Dataset entries
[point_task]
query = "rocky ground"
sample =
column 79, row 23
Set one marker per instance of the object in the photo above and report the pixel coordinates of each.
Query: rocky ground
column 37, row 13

■ WHAT YOU ARE ASKED TO DO: For every entry above, give it back exactly as written.

■ EXERCISE OUTPUT:
[point_task]
query = "rocky ground"
sample =
column 79, row 23
Set one marker per instance of the object in the photo above and report the pixel coordinates of each.
Query: rocky ground
column 37, row 13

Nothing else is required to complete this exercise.